Dataset excerpts
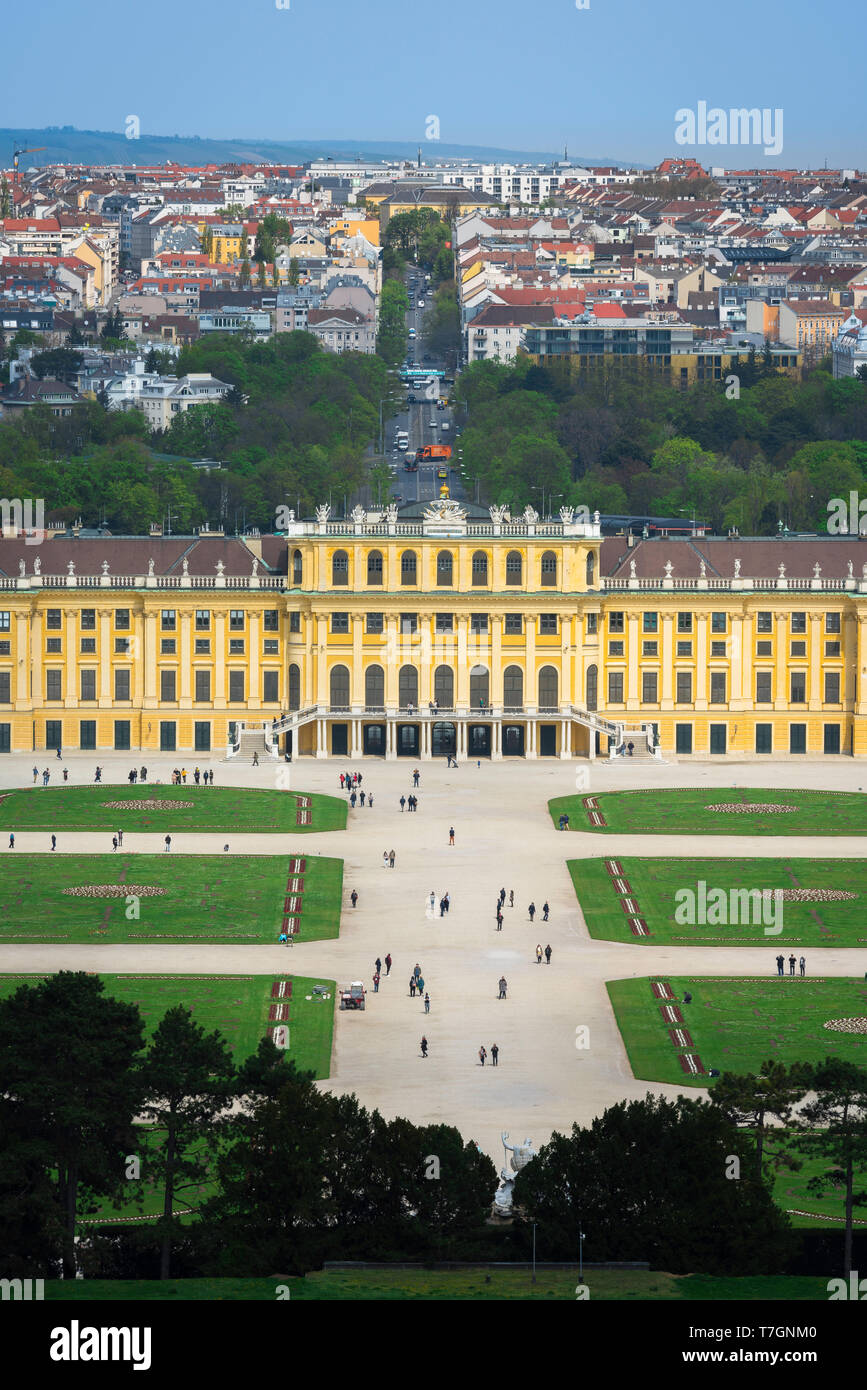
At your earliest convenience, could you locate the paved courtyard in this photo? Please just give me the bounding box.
--
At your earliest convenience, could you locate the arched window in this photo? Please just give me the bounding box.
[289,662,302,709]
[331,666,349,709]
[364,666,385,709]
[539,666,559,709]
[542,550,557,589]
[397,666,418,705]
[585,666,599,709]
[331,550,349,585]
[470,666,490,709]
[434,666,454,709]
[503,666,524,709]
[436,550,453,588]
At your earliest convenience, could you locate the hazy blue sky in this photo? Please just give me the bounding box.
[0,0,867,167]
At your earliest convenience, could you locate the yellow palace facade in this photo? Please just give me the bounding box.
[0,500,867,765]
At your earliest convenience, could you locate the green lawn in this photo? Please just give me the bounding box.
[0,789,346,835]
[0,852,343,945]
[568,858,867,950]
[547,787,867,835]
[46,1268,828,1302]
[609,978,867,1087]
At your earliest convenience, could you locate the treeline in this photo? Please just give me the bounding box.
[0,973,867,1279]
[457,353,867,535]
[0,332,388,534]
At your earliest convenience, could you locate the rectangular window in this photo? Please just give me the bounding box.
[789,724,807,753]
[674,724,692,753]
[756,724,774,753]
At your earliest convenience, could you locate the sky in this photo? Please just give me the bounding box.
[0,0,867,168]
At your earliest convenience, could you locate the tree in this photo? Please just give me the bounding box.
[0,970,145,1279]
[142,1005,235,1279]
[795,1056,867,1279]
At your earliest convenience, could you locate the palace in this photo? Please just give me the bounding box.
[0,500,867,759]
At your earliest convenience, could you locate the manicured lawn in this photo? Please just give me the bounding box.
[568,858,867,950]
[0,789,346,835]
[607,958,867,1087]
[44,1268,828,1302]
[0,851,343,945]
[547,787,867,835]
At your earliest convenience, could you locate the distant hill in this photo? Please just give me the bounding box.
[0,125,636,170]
---
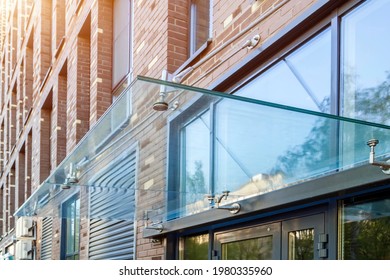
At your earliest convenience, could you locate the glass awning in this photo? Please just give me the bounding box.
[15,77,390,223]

Required work
Give as a JSON list of strings, one per line and with blank lines left out, the lines starting with the line that contains "At your earliest convenience, could you locate the distant" and going on through the line that contains "[0,125,636,170]".

Solved problem
[
  "At your earliest convenience, could you locate the distant hill in this photo? Please just give me the bounding box.",
  "[0,125,636,170]"
]